Reading passage:
= = = =
Attorney, Agent or Firm
Foreign Patent References
International ClassB65D 017/42
DescriptionBACKGROUND OF THE INVENTION
1. Field of the Invention
The present invention relates to apparatus for the controlled transport of radiological swipes and smears between a controlled environment and a clean environment. The invention thereby enables analytical personnel to perform isotopic analysis of the items thereby transported.
2. Description of the Prior Art
Radiological control procedures require that all glove boxes and containments be breached by air lock methods only. In the past, designs for the transfer of radiological samples from glove boxes have included doors with piano hinges and mechanical door latches. Such systems can, undesirably, have both inner and outer doors which open simultaneously and, also, undesirably, the hinges and latches are prone to failure.
Typical of the prior art is U.S. Pat. No. 4,668,153 to Sperinck et al. which relates to an apparatus for posting materials into and out of an enclosure through a wall in the port of the enclosure. A container for the materials has a lid engageable with a door for the port and the container is supported in a cradle. An interlock bar extends between the port and a clamp assembly for the container, the bar being axially displaceable between the first and second positions. In the first position, one end of the bar arrests movement of the door release mechanism and in the second, the opposite end of the bar engages the clamp assembly for maintaining the container at the port.
It was in light of the prior art as just described that the present invention has beer conceived and is now reduced to practice.
SUMMARY OF THE INVENTION
The present invention is directed toward a mechanical swipe transfer assembly which can be used in conjunction with glove boxes and other sealed containments. It is used to pass small samples into or out of glove boxes without an open breach of the containment, and includes a rotational cylinder inside a fixed cylinder, the inside cylinder being rotatable through an arc of approximately 240 relative to the outer cylinder. An offset of 120 degrees from end to end allows only one port to be opened at a time. The assembly is made of stainless steel or aluminum and clear acrylic plastic to enable visual observation. The assembly allows transfer of swipes and smears from radiological and other specially controlled environments.
The invention is of simplified construction using readily available materials including aluminum or stainless steel and acrylic plastic. It can be readily mounted on the barrier between a clean environment and a controlled environment and can be easily used. A unit embodying the invention is compact, yet sufficiently large to accommodate items for transfer such as radiological samples.
Other and further features, advantages, and benefits of the invention will become apparent in the following description taken in conjunction with the following drawings. It is to be understood that the foregoing general description and the following detailed description are exemplary and explanatory but are not to be restrictive of the invention. The accompanying drawings which are incorporated in and constitute a part of this invention, illustrate one of the embodiments of the invention, and, together with the description, serve to explain the principles of the invention in general terms. Like numerals refer to like parts throughout the disclosure.
= = = =
Provided data:
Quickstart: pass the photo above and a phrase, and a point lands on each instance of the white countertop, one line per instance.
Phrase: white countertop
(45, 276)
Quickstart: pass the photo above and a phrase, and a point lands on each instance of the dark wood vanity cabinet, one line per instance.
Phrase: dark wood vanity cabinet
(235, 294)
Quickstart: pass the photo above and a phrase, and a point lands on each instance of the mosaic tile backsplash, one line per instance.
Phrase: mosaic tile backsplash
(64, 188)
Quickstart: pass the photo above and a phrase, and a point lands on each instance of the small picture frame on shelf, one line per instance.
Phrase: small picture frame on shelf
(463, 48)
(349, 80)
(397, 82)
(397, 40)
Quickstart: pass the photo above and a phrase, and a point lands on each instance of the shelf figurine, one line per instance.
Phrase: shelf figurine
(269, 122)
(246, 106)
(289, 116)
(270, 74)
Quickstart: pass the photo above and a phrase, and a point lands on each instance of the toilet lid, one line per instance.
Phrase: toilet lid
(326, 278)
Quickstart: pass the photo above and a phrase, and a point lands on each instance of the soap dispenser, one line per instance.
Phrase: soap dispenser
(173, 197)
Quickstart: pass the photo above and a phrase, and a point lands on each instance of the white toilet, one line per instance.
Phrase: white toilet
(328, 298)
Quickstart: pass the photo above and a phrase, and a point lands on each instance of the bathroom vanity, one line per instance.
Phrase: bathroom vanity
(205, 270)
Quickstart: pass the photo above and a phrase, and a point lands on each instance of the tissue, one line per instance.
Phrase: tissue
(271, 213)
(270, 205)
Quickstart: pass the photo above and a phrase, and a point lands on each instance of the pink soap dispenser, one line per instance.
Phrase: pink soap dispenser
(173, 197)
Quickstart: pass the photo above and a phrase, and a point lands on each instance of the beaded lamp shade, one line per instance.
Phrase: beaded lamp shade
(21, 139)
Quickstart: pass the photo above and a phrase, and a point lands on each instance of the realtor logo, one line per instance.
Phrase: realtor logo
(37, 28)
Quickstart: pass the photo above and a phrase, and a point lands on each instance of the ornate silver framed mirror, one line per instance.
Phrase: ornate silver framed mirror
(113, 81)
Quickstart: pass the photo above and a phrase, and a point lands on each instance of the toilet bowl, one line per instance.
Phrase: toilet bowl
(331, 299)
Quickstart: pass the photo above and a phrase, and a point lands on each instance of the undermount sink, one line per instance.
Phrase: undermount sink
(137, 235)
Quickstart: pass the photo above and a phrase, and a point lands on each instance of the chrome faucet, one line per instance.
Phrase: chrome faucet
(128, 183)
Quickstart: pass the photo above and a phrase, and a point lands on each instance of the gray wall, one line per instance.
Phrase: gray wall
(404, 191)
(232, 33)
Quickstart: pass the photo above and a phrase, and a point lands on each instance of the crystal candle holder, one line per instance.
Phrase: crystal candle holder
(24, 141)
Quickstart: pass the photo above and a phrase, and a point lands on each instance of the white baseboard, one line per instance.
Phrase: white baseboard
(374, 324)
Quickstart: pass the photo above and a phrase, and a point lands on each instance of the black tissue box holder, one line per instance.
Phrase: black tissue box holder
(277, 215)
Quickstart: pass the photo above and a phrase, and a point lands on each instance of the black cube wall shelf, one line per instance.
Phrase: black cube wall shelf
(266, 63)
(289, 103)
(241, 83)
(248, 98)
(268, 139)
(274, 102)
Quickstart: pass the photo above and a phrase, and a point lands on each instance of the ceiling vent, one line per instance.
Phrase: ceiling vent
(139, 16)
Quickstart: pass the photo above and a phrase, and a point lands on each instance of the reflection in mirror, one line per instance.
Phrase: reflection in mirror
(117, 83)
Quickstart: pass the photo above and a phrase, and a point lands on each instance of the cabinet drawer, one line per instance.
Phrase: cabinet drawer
= = = =
Set task A: Translate this sentence from the patent description into Spanish: "The assembly is made of stainless steel or aluminum and clear acrylic plastic to enable visual observation."
Set task B: Reproduce everything in the patent description from "Typical of the" down to "at the port.".

Task solution A: El conjunto está hecho de acero inoxidable o aluminio y plástico acrílico transparente para permitir la observación visual.

Task solution B:
Typical of the prior art is U.S. Pat. No. 4,668,153 to Sperinck et al. which relates to an apparatus for posting materials into and out of an enclosure through a wall in the port of the enclosure. A container for the materials has a lid engageable with a door for the port and the container is supported in a cradle. An interlock bar extends between the port and a clamp assembly for the container, the bar being axially displaceable between the first and second positions. In the first position, one end of the bar arrests movement of the door release mechanism and in the second, the opposite end of the bar engages the clamp assembly for maintaining the container at the port.